Exercise details. Return all the data below as it stands, minus the pictures.

*** Opening Exercise data ***

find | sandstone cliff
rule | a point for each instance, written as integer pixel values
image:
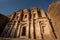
(54, 16)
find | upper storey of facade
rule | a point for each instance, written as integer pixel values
(26, 14)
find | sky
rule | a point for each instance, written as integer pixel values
(9, 6)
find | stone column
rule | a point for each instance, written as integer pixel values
(13, 30)
(27, 30)
(31, 30)
(38, 31)
(18, 31)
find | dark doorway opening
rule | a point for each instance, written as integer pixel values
(23, 31)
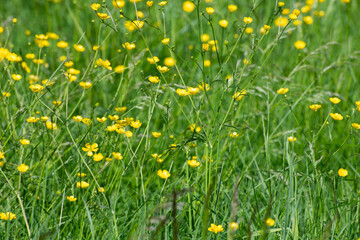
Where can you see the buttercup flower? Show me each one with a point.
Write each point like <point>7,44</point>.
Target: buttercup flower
<point>98,157</point>
<point>247,20</point>
<point>156,134</point>
<point>193,163</point>
<point>343,172</point>
<point>23,168</point>
<point>71,198</point>
<point>315,107</point>
<point>82,184</point>
<point>336,116</point>
<point>234,226</point>
<point>7,216</point>
<point>24,141</point>
<point>270,222</point>
<point>90,148</point>
<point>215,228</point>
<point>188,6</point>
<point>300,45</point>
<point>335,100</point>
<point>282,90</point>
<point>164,174</point>
<point>223,23</point>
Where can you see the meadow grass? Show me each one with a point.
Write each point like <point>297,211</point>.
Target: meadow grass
<point>232,134</point>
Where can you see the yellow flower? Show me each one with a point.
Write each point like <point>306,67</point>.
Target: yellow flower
<point>62,44</point>
<point>209,10</point>
<point>270,222</point>
<point>204,86</point>
<point>215,228</point>
<point>335,100</point>
<point>315,107</point>
<point>135,124</point>
<point>182,92</point>
<point>85,85</point>
<point>71,198</point>
<point>282,90</point>
<point>153,60</point>
<point>300,44</point>
<point>249,30</point>
<point>234,226</point>
<point>163,69</point>
<point>51,125</point>
<point>156,134</point>
<point>193,163</point>
<point>68,64</point>
<point>30,56</point>
<point>343,172</point>
<point>103,16</point>
<point>234,135</point>
<point>6,94</point>
<point>32,119</point>
<point>188,6</point>
<point>16,77</point>
<point>293,16</point>
<point>102,119</point>
<point>36,88</point>
<point>223,23</point>
<point>82,184</point>
<point>103,63</point>
<point>24,141</point>
<point>87,121</point>
<point>281,21</point>
<point>113,117</point>
<point>98,157</point>
<point>165,41</point>
<point>164,174</point>
<point>247,20</point>
<point>336,116</point>
<point>163,3</point>
<point>267,27</point>
<point>232,8</point>
<point>117,156</point>
<point>23,168</point>
<point>128,134</point>
<point>95,6</point>
<point>129,46</point>
<point>169,61</point>
<point>296,12</point>
<point>90,148</point>
<point>77,118</point>
<point>79,47</point>
<point>308,20</point>
<point>192,91</point>
<point>119,69</point>
<point>154,79</point>
<point>7,216</point>
<point>195,128</point>
<point>118,3</point>
<point>56,103</point>
<point>239,95</point>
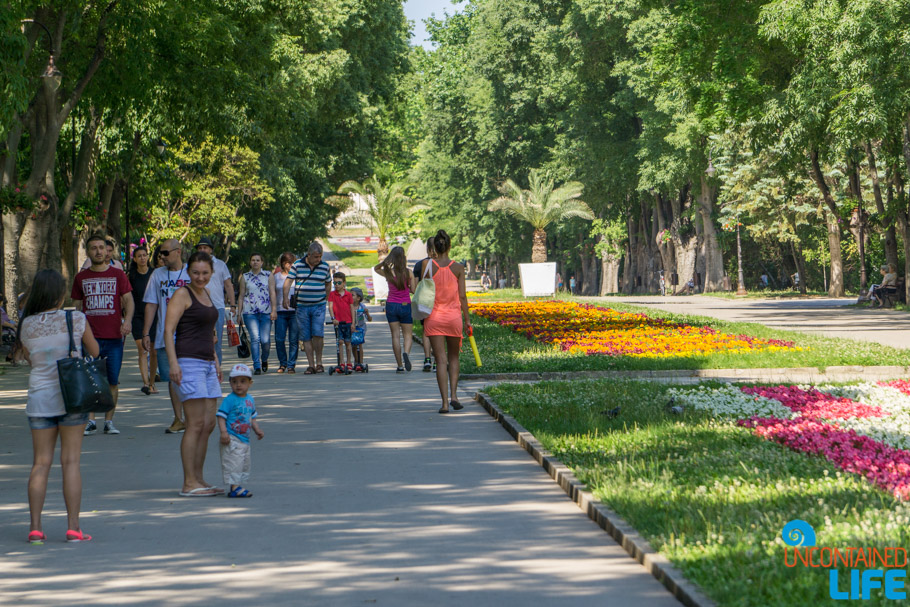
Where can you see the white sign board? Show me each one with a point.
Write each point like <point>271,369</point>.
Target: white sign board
<point>380,286</point>
<point>538,279</point>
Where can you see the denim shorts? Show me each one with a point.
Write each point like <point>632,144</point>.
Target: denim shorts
<point>69,419</point>
<point>398,313</point>
<point>344,332</point>
<point>112,351</point>
<point>164,366</point>
<point>311,321</point>
<point>200,379</point>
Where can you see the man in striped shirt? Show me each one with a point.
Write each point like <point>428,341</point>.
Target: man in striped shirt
<point>312,283</point>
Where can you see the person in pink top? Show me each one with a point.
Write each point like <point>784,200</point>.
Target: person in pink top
<point>394,268</point>
<point>444,325</point>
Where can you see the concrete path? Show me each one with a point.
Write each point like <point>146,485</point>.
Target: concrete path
<point>823,316</point>
<point>364,495</point>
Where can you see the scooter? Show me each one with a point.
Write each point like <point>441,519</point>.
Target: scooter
<point>339,368</point>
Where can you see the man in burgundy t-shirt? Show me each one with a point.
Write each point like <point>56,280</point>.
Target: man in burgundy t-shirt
<point>108,307</point>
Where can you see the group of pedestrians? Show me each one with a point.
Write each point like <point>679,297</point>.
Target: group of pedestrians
<point>175,313</point>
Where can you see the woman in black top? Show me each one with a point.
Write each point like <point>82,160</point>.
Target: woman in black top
<point>139,276</point>
<point>189,339</point>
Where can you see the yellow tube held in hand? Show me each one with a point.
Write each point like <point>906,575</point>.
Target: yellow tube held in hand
<point>474,346</point>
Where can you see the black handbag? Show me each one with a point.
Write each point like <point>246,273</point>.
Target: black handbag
<point>243,350</point>
<point>83,381</point>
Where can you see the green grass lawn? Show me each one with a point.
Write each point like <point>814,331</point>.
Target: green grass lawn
<point>352,259</point>
<point>503,351</point>
<point>709,495</point>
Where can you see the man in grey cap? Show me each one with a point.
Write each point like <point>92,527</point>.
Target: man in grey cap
<point>219,285</point>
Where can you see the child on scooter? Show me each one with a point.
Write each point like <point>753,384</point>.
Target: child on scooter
<point>340,301</point>
<point>358,337</point>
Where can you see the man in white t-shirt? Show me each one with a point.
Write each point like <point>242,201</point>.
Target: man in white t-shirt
<point>163,283</point>
<point>219,285</point>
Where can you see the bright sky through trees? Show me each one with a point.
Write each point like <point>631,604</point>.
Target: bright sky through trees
<point>418,10</point>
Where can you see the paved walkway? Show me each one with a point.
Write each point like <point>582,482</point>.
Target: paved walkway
<point>364,495</point>
<point>825,316</point>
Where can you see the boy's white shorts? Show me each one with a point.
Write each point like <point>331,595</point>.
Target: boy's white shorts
<point>235,462</point>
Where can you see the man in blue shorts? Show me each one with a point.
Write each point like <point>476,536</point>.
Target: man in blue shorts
<point>311,280</point>
<point>104,292</point>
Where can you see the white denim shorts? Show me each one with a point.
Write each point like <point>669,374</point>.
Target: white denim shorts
<point>200,379</point>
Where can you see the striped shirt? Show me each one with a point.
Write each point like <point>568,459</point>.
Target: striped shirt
<point>309,283</point>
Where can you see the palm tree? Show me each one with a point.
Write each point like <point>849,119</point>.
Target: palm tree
<point>540,206</point>
<point>385,205</point>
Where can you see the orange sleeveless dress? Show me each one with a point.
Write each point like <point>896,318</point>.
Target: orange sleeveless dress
<point>446,317</point>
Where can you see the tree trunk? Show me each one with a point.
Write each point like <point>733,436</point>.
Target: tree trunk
<point>836,285</point>
<point>539,248</point>
<point>890,234</point>
<point>797,251</point>
<point>609,273</point>
<point>714,261</point>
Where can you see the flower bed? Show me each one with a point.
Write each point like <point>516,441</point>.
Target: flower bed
<point>712,495</point>
<point>864,429</point>
<point>591,330</point>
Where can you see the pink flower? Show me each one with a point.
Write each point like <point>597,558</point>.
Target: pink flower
<point>881,464</point>
<point>814,404</point>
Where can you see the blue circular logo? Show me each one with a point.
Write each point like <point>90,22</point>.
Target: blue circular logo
<point>798,533</point>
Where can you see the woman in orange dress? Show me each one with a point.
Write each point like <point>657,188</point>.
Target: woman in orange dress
<point>443,326</point>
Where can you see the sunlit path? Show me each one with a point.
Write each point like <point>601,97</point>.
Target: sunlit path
<point>363,494</point>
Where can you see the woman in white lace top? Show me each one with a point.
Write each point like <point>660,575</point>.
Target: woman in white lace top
<point>45,340</point>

*** Closing Exercise data ***

Task output.
find | sandstone cliff
rule | a point for each instance, written as integer pixel values
image:
(54, 16)
find | upper storey of facade
rule | a point for each instance, written as integer pixel values
(26, 14)
find | sky
rule | a point for each instance, written as integer pixel values
(9, 6)
find | stone column
rule | a point for each instance, written as integer pixel values
(13, 30)
(27, 30)
(31, 30)
(38, 31)
(18, 31)
find | dark doorway opening
rule | a point for each instance, written as integer pixel values
(23, 31)
Where can you see the buttercup flower? Show me each one with a point.
Write each point like <point>7,44</point>.
Target: buttercup flower
<point>98,157</point>
<point>247,20</point>
<point>156,134</point>
<point>193,163</point>
<point>343,172</point>
<point>23,168</point>
<point>71,198</point>
<point>315,107</point>
<point>82,184</point>
<point>336,116</point>
<point>234,226</point>
<point>7,216</point>
<point>24,141</point>
<point>270,222</point>
<point>90,148</point>
<point>215,228</point>
<point>188,6</point>
<point>300,45</point>
<point>335,100</point>
<point>282,90</point>
<point>164,174</point>
<point>223,23</point>
Where can you see the meadow grass? Show me each one with a point.
Write each point like <point>297,211</point>.
Target: meadow grass
<point>232,134</point>
Where can you see the yellow flower? Show me each one with a point.
Write each point like <point>306,67</point>.
Target: yellow flower
<point>62,44</point>
<point>209,10</point>
<point>270,222</point>
<point>204,86</point>
<point>215,228</point>
<point>335,100</point>
<point>315,107</point>
<point>135,124</point>
<point>182,92</point>
<point>85,85</point>
<point>71,198</point>
<point>282,90</point>
<point>153,60</point>
<point>300,44</point>
<point>249,30</point>
<point>234,226</point>
<point>163,69</point>
<point>51,125</point>
<point>156,134</point>
<point>193,163</point>
<point>68,64</point>
<point>30,56</point>
<point>343,172</point>
<point>103,16</point>
<point>234,135</point>
<point>6,94</point>
<point>32,119</point>
<point>188,6</point>
<point>16,77</point>
<point>293,16</point>
<point>102,119</point>
<point>36,88</point>
<point>223,23</point>
<point>82,184</point>
<point>103,63</point>
<point>24,141</point>
<point>87,121</point>
<point>281,21</point>
<point>113,117</point>
<point>98,157</point>
<point>165,41</point>
<point>164,174</point>
<point>247,20</point>
<point>336,116</point>
<point>163,3</point>
<point>267,27</point>
<point>232,8</point>
<point>117,156</point>
<point>23,168</point>
<point>128,134</point>
<point>95,6</point>
<point>129,46</point>
<point>169,61</point>
<point>296,12</point>
<point>90,148</point>
<point>77,118</point>
<point>79,47</point>
<point>308,20</point>
<point>192,91</point>
<point>119,69</point>
<point>154,79</point>
<point>7,216</point>
<point>195,128</point>
<point>118,3</point>
<point>56,103</point>
<point>239,95</point>
Where can you see the white sign board? Show me each one with a point.
Write each point like <point>271,369</point>.
Target: white sign board
<point>380,286</point>
<point>538,279</point>
Where can you see the denim shorts? Show me each one with a point.
Write each point like <point>632,144</point>.
Target: denim shorts
<point>69,419</point>
<point>398,313</point>
<point>344,332</point>
<point>112,351</point>
<point>164,366</point>
<point>311,321</point>
<point>200,379</point>
Where can you see the man in striped shirt? Show me each one with a point.
Write each point like <point>428,341</point>.
Target: man in striped shirt
<point>312,283</point>
Where can you see the person in pink top? Show me each one with a point.
Write each point like <point>784,200</point>.
Target: person in pink top
<point>394,268</point>
<point>444,325</point>
Where can you see the concrete path? Show me each one with a point.
Write each point like <point>146,485</point>.
Target: concrete path
<point>823,316</point>
<point>364,495</point>
Where can you see the scooter? Show me each one with a point.
Write each point like <point>441,519</point>.
Target: scooter
<point>339,368</point>
Where can you see the man in burgundy t-shirt? Show me each one with a point.
Write each point like <point>56,280</point>.
Target: man in burgundy t-shirt
<point>108,307</point>
Where can you see the group of pedestrians? Show me each one with a point.
Write each point like <point>679,297</point>.
Target: group of pedestrians
<point>175,313</point>
Where can you see the woman in black top? Show me each one with a point.
Write each point like <point>82,160</point>.
Target: woman in black top
<point>139,276</point>
<point>189,339</point>
Where can you see the yellow tube held in hand? Show me each one with a point.
Write each point like <point>906,575</point>.
Target: yellow tube held in hand
<point>474,346</point>
Where can you see the black handbag? Show me each one with a point.
Write each point like <point>246,273</point>.
Target: black handbag
<point>243,350</point>
<point>83,381</point>
Where can you see the green grass lawn? Show me each one with a point.
Write each point like <point>814,331</point>.
Target: green grass lawn
<point>352,259</point>
<point>503,351</point>
<point>709,495</point>
Where can you see the man in grey cap? Show me each one with a point.
Write each point like <point>92,527</point>.
Target: man in grey cap
<point>219,285</point>
Where can you see the child on scooter? Show me each one with a point.
Write each point like <point>753,384</point>.
Target: child on scooter
<point>340,301</point>
<point>358,337</point>
Where can you see the man in white t-shirt? Show me each one with a point.
Write each point like <point>242,201</point>.
Target: man in white t-shirt
<point>163,283</point>
<point>219,285</point>
Where can you see the bright sky through trees? Show me each one with a point.
Write each point like <point>631,604</point>.
Target: bright sky through trees
<point>418,10</point>
Where can you see the paved walkway? Show me each one with a point.
Write each point like <point>582,482</point>.
Target: paved walkway
<point>364,495</point>
<point>825,316</point>
Where can you see the boy's white shorts? Show me each one with a point.
Write each point like <point>331,595</point>.
Target: boy's white shorts
<point>235,462</point>
Where can you see the man in blue shorts? Show me each one with a point.
Write each point like <point>476,536</point>.
Target: man in blue shorts
<point>311,280</point>
<point>104,292</point>
Where can you see the white denim shorts? Show me each one with a point.
Write each point like <point>669,374</point>.
Target: white denim shorts
<point>200,379</point>
Where can you see the striped shirt? Show me each one with a point.
Write each point like <point>568,459</point>.
Target: striped shirt
<point>309,283</point>
Where can you see the palm tree? Show me each one with a point.
Write each point like <point>849,119</point>.
Target: palm tree
<point>540,206</point>
<point>385,205</point>
Where can you see the orange sleeveless dress? Show me each one with a point.
Write each point like <point>896,318</point>.
Target: orange sleeveless dress
<point>446,317</point>
Where can you see the tree trunk? Show me each one with a point.
Write each point like <point>733,436</point>.
Target: tree trunk
<point>836,285</point>
<point>539,248</point>
<point>890,234</point>
<point>797,251</point>
<point>609,273</point>
<point>714,261</point>
Where can you see the flower bed? Show me each one with a point.
Write each point like <point>516,441</point>.
Target: flower bed
<point>712,495</point>
<point>864,429</point>
<point>591,330</point>
Where can you see the pink flower? Show me each one with a point.
Write each point like <point>597,558</point>.
Target: pink flower
<point>881,464</point>
<point>814,404</point>
Where can you see the blue circular logo? Show me each one with a point.
Write each point like <point>90,22</point>.
Target: blue circular logo
<point>798,533</point>
Where can you see the woman in orange dress? Show me each one with a point.
Write each point like <point>657,188</point>.
Target: woman in orange dress
<point>443,326</point>
Where can you see the sunlit path? Show me each one with a point.
Write each point like <point>601,97</point>.
Target: sunlit path
<point>363,494</point>
Where can you see the woman in white lace top? Show me each one with a point.
Write each point like <point>660,575</point>.
Target: woman in white lace top
<point>45,340</point>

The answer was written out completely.